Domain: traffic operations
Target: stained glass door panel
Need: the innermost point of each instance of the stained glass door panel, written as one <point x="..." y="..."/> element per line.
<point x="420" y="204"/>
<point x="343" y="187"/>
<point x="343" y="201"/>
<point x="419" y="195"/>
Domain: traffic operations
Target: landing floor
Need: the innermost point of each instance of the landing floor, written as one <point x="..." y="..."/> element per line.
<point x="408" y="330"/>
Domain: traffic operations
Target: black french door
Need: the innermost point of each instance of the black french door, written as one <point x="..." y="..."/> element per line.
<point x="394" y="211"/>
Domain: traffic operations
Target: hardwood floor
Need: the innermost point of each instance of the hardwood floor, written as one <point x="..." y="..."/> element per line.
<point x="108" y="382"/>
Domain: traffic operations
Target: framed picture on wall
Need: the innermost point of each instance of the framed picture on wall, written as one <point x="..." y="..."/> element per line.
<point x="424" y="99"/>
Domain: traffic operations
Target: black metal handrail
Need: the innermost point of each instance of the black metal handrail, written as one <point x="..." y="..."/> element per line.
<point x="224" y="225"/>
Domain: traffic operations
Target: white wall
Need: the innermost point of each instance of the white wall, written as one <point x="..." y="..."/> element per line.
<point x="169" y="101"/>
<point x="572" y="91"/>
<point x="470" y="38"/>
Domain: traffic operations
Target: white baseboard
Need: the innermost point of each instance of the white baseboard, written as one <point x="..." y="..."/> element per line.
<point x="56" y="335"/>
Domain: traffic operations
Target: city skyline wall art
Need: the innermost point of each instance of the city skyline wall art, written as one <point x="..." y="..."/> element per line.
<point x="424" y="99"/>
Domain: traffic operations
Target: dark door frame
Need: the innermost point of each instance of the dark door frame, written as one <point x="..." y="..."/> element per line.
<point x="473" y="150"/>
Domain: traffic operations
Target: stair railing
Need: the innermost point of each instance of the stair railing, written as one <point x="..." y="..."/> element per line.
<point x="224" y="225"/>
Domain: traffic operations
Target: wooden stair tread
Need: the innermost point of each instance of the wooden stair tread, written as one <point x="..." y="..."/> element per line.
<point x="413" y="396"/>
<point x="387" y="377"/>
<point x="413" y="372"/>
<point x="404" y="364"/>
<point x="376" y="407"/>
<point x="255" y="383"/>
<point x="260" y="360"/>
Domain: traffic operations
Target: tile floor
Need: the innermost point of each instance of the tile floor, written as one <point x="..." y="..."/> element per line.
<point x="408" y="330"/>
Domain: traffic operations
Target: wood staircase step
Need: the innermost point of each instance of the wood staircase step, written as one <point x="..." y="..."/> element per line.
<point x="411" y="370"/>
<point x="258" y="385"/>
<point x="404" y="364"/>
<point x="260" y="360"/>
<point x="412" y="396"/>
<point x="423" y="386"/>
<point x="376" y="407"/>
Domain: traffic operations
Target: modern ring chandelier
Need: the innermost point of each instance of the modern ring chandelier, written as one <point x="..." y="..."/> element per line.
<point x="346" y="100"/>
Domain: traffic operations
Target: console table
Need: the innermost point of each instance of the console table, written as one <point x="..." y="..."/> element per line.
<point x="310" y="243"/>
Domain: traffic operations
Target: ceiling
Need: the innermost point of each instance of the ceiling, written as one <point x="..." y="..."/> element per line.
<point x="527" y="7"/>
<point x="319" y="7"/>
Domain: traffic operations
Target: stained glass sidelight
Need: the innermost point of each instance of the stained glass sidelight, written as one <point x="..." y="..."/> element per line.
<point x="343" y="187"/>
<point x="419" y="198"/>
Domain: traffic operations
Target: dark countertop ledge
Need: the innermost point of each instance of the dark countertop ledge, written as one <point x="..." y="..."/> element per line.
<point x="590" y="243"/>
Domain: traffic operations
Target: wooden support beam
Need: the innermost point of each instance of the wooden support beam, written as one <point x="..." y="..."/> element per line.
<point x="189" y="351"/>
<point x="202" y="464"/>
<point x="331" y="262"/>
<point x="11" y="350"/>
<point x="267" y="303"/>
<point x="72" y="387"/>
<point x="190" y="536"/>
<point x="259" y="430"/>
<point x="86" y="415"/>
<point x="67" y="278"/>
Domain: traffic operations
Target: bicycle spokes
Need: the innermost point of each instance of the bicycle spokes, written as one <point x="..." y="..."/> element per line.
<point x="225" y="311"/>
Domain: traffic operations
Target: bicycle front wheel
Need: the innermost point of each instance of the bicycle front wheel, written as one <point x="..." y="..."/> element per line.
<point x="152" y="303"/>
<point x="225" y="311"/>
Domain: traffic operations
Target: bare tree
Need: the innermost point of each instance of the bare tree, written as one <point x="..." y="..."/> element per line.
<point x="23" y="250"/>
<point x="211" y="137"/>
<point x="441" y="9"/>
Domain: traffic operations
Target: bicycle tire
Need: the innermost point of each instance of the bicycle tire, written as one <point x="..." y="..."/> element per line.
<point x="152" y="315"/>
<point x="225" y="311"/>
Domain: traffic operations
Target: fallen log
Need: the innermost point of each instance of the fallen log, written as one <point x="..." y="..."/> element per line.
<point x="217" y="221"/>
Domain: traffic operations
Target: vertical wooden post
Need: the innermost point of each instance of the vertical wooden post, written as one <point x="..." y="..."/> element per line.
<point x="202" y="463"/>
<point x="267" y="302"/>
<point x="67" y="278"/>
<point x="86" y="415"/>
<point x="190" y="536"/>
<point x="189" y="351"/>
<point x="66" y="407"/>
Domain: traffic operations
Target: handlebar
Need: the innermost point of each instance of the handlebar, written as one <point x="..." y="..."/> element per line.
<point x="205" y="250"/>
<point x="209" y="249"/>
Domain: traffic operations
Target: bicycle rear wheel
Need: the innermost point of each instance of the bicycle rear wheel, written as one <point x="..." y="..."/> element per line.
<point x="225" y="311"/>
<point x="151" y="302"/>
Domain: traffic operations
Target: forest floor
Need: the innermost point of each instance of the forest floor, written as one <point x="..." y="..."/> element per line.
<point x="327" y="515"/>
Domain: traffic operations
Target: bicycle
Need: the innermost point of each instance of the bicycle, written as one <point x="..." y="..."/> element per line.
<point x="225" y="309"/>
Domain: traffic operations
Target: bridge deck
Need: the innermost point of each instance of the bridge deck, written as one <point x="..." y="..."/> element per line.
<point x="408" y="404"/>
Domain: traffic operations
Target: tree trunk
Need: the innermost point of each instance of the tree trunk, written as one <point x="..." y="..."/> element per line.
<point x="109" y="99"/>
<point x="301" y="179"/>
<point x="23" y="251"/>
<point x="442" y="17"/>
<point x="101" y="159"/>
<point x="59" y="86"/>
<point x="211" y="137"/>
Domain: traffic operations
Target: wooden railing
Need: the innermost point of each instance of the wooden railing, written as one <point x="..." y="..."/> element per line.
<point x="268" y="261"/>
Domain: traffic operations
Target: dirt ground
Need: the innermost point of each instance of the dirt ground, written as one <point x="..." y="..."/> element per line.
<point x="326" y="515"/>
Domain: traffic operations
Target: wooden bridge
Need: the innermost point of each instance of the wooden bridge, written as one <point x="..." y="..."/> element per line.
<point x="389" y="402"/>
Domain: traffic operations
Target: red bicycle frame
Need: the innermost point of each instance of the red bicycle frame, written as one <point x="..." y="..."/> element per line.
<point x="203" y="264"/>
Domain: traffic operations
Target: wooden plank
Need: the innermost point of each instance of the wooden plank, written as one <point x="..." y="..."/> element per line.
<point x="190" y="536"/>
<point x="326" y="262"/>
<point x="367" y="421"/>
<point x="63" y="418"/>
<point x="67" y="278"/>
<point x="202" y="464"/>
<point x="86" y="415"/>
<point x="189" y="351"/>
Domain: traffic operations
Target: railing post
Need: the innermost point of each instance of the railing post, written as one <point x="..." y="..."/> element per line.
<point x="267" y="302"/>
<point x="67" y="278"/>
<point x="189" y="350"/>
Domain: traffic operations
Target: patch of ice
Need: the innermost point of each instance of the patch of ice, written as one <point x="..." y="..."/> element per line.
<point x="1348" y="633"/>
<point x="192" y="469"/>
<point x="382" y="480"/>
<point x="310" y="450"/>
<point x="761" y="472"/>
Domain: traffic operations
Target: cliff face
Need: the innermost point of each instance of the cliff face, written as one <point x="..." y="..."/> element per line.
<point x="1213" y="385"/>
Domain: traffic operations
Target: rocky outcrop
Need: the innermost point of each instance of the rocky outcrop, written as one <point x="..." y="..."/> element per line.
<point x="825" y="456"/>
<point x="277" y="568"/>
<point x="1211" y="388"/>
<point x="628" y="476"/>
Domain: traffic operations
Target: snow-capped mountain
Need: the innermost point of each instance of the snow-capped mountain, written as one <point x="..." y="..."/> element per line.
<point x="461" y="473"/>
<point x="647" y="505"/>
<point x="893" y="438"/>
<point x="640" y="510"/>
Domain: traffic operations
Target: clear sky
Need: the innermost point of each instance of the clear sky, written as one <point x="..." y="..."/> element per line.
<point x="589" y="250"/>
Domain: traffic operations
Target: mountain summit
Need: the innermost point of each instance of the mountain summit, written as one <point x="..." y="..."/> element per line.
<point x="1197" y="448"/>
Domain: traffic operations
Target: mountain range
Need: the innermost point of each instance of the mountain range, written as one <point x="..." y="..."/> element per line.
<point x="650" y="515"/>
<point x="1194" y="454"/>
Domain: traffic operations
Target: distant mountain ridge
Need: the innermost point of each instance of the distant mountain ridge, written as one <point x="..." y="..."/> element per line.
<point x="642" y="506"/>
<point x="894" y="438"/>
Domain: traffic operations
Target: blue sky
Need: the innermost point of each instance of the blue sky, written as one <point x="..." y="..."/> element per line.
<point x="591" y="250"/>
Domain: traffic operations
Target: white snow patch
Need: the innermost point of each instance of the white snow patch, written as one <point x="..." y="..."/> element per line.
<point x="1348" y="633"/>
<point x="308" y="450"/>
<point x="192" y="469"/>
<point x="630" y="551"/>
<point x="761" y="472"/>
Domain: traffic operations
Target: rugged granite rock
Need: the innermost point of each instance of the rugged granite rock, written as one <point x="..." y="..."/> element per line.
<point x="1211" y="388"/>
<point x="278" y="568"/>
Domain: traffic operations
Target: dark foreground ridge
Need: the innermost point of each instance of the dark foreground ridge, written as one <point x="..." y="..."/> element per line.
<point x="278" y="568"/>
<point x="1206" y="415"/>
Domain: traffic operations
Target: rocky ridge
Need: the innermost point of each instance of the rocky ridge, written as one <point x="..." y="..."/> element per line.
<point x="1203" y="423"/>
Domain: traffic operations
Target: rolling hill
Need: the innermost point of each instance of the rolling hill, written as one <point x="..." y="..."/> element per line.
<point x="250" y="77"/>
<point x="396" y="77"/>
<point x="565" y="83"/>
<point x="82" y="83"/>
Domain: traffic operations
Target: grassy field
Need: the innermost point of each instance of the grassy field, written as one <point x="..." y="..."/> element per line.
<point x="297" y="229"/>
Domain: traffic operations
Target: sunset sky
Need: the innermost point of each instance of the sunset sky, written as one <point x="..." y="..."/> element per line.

• [Exercise directions] Which lines in the records above contain the word "distant"? Filter them out and copy each one, treating case as significant.

• [Output for this exercise]
Target: distant mountain ridge
Need: the innermost point of each instance of the distant mountain ridge, written as one <point x="..." y="..."/> element per line.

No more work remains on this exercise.